▶ [VOTRE OBJECTIF]: Écrivez la suite de l'article ci-dessous sur les prisons normandes pendant la guerre d'Algérie, en repartant juste après sa dernière phrase.

▶ [TEXTE À LIRE]:
Histoire. Les prisons normandes
pendant la Guerre d’Algérie
Originaire de l'agglomération de Rouen, Arthur Lamboy-Martin a livré un mémoire de Master sur les prisons normandes pendant la Guerre d'Algérie. On y apprend beaucoup de choses.
Arthur Lamboy-Martin a passé deux ans dans les archives pour retracer l’histoire des prisons normandes pendant la Guerre d’Algérie. (©André Morelle)
Au sortir de la Seconde Guerre mondiale, la Normandie compte une vingtaine d’établissements pénitentiaires. Entre 1953 et 1955, 10 d’entre eux seront fermés définitivement pour cause d’insalubrité. Les autres de 1954 à 1964, seront occupés dans un premier temps par des détenus, militants du FLN et du Mouvement national algérien puis par les condamnés politiques de l’OAS, Organisation de l’Armée secrète.
La cohabitation avec les détenus de droit commun ne fut pas facile. C’est ce qu’a cherché à analyser pour un mémoire universitaire Arthur Lamboy-Martin, un étudiant de Mont-Saint-Aignan, près de Rouen (Seine-Maritime).
Deux ans de recherches
Né au Belvédère, ancien élève du lycée Corneille, à Rouen, Arthur Lamboy-Martin, 23 ans, se passionne pour l’histoire et consacre une grande partie de ses journées à la lecture d’ouvrages historiques tout en pratiquant pendant le temps qui lui reste l’escalade, la course à pied et la natation. Étudiant depuis 2016 à l’Université de Rouen, licencié d’histoire, il a trouvé sur sa route du Master Valorisation du Patrimoine L2, deux professeurs captivants : Yves Bouvier, venu de la Sorbonne professeur en histoire contemporaine et Marc André, maître de conférences, un des meilleurs connaisseurs de l’Histoire de la prison en France aux XIXe et XXe siècles. Il publiera en septembre prochain chez ENS Editions Une prison pour mémoire, Montluc de 1944 à nos jours. Il prend la direction du mémoire de master d’histoire d’Arthur sur Les prisons normandes pendant la guerre d’Algérie, 1954/1964.
Pendant deux ans, l’étudiant, véritable fourmi, va se plonger dans les archives conséquentes sur le sujet, aux Archives Nationales et aux Archives départementales de Seine-Maritime, lire les ouvrages parmi d’autres de Benjamin Stora sur la colonisation et la Guerre d’Algérie (en janvier 2021, il avait remis au Président Macron un rapport sur le sujet) ; (1) de Jean-Pax Méfret, 1962, l’été du malheur paru en 2007, il fut détenu politique à 18 ans à Rouen ; de (4) Jacqueline Gerroudj Douars et prisons. Cette militante, enseignante en Algérie, épousa la cause des combattants algériens pour l’indépendance. Arrêtée, condamnée à mort, graciée le 8 mars 1962, elle est morte en 2015.

▶ [MATÉRIEL EXTRAIT]:
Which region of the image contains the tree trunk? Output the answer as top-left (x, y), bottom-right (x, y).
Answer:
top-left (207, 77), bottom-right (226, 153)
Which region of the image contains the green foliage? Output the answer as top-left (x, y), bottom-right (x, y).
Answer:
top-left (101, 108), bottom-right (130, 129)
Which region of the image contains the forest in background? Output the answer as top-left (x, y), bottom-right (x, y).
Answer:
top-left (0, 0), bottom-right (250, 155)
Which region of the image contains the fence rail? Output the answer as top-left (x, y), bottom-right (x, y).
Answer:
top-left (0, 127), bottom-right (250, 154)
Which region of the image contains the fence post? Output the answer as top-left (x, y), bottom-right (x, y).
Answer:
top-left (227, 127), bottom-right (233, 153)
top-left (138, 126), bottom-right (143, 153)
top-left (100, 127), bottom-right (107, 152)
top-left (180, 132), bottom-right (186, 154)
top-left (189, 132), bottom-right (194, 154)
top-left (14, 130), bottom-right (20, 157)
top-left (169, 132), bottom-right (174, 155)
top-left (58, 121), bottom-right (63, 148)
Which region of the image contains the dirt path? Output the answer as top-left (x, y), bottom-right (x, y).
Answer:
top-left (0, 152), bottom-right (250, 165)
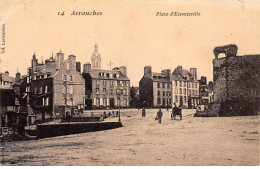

▶ [RÉPONSE RÉDIGÉE]:
Neuf prisons normandes
L’étudiant résume : « De novembre 1954 à juillet 1962, la France est bouleversée par la Guerre d’Algérie. Durant ce conflit, à travers les territoires d’Algérie et de métropole, des dizaines de milliers d’individus sont emprisonnés dans divers lieux : des commissariats, des camps, des hôpitaux, des prisons… L’état d’urgence en avril 1955 et les pouvoirs spéciaux votés en mars 1956 permettent à la France de se doter d’un arsenal judiciaire puissant et de condamner aisément des militants politiques. Nombre d’entre eux furent incarcérés à Rouen Bonne nouvelle, capacité de 500 places, Le Havre et Maison centrale de Caen, 400 places. Neuf prisons au total en Normandie. Les prisons normandes renvoient à tous types d’établissements dans lesquels des individus auraient pu être détenus ; des prisons classiques comme des maisons d’arrêt, des centrales, des centres de triage et d’observation mais aussi des camps, des hôpitaux, des écoles. La Guerre d’Algérie engendre une profusion d’incarcérations en Normandie car les prisons parisiennes sont rapidement encombrées. »
Dès les Accords d’Evian, les militants algériens sont libérés, en revanche, une part considérable des détenus OAS demeure en prison après 62, ainsi que certains objecteurs de conscience. Ils seront libérés en décembre 1964 puis en 1965 et 1966, les derniers en 1968.
La famille Hollande
Pour son mémoire, l’étudiant normand aurait aimé mener des enquêtes orales. Contacté, Jean-Pax Méfret, devenu journaliste et auteur-compositeur-interprète, n’a pas répondu. (2) Philippe de Villiers a décliné. Ce dernier, dans son livre Le moment est venu de dire ce que j’ai vu, évoque les visites qu’il rendait en famille, hiver 1964, à son père Jacques à la maison d’arrêt de Rouen. Ce dernier était incarcéré pour son rôle au sein de l’OAS. Philippe de Villiers indique que (3) Georges Hollande, père de l’ancien Président de la République, médecin ORL à Bois-Guillaume, organisait des collectes de vêtements à Rouen que Jacques de Villiers, délégué des embastillés, distribuait à Bonne-Nouvelle aux officiers morts de froid.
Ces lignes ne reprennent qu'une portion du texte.